+++ Records for processing +++

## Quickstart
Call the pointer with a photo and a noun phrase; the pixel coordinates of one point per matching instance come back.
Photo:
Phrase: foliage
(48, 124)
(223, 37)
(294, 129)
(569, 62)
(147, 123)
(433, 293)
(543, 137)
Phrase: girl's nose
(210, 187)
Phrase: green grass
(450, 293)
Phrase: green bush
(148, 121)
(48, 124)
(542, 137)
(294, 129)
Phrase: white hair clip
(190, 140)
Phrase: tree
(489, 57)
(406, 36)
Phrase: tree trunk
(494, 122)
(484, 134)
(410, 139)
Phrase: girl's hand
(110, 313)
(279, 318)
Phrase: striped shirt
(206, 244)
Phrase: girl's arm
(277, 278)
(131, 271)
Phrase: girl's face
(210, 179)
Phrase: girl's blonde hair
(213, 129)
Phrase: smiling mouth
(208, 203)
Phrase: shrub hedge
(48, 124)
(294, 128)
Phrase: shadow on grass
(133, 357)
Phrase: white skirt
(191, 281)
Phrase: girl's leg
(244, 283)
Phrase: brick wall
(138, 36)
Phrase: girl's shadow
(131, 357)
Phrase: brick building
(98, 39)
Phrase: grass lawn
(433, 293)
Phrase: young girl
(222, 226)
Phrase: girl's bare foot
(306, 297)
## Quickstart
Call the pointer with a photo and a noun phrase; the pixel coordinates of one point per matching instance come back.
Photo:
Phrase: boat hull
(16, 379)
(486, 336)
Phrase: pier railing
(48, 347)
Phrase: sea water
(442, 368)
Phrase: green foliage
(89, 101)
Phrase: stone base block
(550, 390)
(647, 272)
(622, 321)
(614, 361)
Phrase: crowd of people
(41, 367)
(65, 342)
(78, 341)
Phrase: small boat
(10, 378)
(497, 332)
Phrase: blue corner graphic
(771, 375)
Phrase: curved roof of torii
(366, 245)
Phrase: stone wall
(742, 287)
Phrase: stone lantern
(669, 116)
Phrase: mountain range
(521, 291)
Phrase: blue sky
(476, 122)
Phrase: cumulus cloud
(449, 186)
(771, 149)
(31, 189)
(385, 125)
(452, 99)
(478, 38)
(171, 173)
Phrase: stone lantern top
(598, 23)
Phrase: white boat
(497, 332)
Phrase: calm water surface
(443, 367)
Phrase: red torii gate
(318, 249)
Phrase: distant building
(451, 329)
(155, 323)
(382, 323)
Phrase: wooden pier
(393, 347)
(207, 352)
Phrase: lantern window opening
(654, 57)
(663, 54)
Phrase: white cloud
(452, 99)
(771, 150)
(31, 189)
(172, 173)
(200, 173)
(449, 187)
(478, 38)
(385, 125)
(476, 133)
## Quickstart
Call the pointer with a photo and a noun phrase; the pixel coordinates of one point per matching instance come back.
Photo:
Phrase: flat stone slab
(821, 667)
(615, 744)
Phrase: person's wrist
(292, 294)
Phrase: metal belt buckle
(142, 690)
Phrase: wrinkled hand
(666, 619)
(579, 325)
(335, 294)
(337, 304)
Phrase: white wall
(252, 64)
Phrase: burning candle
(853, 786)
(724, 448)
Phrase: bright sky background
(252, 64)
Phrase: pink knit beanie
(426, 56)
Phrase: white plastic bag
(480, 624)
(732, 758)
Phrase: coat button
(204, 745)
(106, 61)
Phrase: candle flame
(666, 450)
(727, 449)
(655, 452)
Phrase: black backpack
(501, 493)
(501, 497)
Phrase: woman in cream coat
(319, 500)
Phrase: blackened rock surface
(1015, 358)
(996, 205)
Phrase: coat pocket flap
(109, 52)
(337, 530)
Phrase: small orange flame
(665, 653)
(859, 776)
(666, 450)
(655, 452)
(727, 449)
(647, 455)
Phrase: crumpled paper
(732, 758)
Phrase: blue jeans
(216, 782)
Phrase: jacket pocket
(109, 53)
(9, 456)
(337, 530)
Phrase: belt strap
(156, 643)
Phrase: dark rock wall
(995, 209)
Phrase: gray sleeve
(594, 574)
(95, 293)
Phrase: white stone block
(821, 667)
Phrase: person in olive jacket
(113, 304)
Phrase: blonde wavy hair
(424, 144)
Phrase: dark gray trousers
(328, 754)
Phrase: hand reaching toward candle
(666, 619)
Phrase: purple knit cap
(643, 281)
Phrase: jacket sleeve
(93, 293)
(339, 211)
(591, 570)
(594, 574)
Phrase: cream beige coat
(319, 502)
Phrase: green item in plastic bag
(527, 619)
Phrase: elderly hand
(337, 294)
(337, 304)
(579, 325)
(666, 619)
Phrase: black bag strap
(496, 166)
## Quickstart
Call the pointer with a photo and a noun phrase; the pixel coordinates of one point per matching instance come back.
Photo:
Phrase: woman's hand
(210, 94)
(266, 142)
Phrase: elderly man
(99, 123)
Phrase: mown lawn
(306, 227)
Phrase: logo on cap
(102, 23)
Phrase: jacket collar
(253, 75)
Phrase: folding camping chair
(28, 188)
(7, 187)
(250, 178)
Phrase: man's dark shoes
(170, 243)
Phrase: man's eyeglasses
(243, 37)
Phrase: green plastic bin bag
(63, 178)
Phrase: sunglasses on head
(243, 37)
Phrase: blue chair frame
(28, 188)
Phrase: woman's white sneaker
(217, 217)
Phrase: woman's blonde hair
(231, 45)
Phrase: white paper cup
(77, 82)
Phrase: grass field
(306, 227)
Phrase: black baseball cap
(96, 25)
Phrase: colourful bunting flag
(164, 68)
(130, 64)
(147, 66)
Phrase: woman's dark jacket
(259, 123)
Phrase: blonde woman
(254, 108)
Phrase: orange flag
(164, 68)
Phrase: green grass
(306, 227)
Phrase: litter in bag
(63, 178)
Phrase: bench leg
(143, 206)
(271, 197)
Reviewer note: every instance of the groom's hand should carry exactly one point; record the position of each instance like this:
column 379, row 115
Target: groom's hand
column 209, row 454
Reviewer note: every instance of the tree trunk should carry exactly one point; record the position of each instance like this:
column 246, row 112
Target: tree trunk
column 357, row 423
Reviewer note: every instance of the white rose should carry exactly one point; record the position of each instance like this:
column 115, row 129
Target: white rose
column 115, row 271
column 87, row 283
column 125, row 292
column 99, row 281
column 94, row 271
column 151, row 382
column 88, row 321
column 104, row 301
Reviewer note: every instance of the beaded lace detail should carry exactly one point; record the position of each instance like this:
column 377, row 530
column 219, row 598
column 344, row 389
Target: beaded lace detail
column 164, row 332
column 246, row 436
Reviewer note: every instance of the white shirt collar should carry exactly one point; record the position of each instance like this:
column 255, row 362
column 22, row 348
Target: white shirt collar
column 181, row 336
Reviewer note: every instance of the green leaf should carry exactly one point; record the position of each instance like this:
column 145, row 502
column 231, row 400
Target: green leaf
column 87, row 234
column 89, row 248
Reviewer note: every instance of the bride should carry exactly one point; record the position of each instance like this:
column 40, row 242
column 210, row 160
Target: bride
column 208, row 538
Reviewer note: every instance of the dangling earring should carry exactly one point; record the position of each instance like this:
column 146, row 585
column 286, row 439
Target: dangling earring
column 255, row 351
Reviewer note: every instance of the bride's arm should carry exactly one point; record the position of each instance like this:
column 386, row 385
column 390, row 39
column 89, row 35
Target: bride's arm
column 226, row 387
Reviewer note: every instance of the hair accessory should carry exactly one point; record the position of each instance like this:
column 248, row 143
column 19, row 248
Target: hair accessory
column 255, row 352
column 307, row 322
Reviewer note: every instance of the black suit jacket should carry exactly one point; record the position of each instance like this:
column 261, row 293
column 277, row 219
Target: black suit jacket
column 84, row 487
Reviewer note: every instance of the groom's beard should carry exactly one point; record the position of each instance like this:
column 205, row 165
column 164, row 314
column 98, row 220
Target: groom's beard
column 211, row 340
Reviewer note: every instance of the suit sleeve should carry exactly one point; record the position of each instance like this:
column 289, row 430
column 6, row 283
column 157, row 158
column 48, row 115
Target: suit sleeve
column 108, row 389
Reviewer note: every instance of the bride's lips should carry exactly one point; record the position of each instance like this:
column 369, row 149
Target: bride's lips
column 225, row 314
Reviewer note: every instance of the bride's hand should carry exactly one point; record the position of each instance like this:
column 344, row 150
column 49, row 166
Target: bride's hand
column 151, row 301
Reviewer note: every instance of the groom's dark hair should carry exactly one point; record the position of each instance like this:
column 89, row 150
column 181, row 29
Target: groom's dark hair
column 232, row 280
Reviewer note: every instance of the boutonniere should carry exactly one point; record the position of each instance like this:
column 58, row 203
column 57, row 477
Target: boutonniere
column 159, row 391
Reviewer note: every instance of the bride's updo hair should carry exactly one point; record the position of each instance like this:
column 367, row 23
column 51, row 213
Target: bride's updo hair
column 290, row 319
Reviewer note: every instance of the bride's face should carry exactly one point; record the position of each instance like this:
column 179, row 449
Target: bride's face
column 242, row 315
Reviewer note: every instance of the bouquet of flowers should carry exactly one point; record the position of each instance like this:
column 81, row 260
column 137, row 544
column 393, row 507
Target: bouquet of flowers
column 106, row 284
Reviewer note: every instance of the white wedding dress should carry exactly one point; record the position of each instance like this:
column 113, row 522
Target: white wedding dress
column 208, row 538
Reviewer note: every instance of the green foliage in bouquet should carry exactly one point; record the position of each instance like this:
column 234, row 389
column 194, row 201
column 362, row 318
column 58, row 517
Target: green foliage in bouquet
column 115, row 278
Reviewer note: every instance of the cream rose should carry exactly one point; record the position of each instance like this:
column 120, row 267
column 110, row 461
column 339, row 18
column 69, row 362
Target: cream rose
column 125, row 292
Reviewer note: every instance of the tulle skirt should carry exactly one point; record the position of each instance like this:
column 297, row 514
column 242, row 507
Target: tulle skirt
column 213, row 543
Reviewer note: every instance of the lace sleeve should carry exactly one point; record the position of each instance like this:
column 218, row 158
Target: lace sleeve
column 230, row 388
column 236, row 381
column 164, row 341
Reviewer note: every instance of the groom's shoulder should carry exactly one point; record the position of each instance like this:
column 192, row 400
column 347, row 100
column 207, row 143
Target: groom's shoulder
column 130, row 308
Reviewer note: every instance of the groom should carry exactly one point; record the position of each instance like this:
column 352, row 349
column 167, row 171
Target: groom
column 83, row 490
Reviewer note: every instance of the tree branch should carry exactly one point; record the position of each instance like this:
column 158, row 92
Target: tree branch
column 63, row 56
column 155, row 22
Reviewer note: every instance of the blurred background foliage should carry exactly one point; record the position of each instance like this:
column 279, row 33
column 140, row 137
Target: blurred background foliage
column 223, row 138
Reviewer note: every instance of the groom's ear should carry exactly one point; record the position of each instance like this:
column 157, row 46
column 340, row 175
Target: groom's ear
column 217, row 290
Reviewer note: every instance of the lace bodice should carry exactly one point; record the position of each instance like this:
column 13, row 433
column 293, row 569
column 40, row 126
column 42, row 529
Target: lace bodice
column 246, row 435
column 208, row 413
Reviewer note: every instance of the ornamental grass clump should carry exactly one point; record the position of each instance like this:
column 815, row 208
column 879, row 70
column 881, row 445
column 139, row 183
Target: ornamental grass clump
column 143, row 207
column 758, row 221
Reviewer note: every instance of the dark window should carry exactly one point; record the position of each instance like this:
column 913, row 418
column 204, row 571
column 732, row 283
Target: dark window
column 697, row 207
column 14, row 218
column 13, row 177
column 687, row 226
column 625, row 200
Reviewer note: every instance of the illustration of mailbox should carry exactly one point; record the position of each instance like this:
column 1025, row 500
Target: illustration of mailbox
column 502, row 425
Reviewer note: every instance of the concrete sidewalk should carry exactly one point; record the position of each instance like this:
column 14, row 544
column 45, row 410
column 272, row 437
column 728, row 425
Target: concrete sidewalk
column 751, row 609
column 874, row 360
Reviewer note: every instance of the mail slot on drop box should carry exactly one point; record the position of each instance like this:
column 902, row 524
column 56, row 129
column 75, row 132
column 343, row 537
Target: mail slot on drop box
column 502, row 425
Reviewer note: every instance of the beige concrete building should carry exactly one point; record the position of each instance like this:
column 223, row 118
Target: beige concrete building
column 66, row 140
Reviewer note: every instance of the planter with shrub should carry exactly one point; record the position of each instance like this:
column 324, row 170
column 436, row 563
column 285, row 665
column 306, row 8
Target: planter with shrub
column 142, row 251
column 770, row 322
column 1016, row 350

+++

**What you will do**
Repeat exactly the lines from the line containing "Reviewer note: every instance of the illustration" through the last line of the records above, including both, and nothing else.

**Expected output**
Reviewer note: every instance of the illustration of mailbox should carry exactly one point; record the position of each instance like this:
column 1025, row 500
Target: illustration of mailbox
column 502, row 425
Reviewer note: every instance of the concrete sidewalk should carry exactly one point; record the position of each instance like this:
column 14, row 544
column 45, row 410
column 272, row 437
column 728, row 425
Target: concrete sidewalk
column 751, row 609
column 874, row 360
Reviewer note: every instance of the mail slot on drop box should carry exactly one point; record the position of each instance like this:
column 902, row 524
column 56, row 129
column 75, row 132
column 343, row 537
Target: mail slot on drop box
column 502, row 425
Reviewer note: every instance of the beige concrete building should carry exactly one point; record the position of each instance like this:
column 223, row 118
Target: beige concrete building
column 66, row 140
Reviewer note: every instance of the planter with shrub should carry exactly one point; record the position of each instance like this:
column 324, row 170
column 436, row 563
column 285, row 665
column 306, row 8
Target: planter with shrub
column 142, row 251
column 770, row 322
column 1016, row 350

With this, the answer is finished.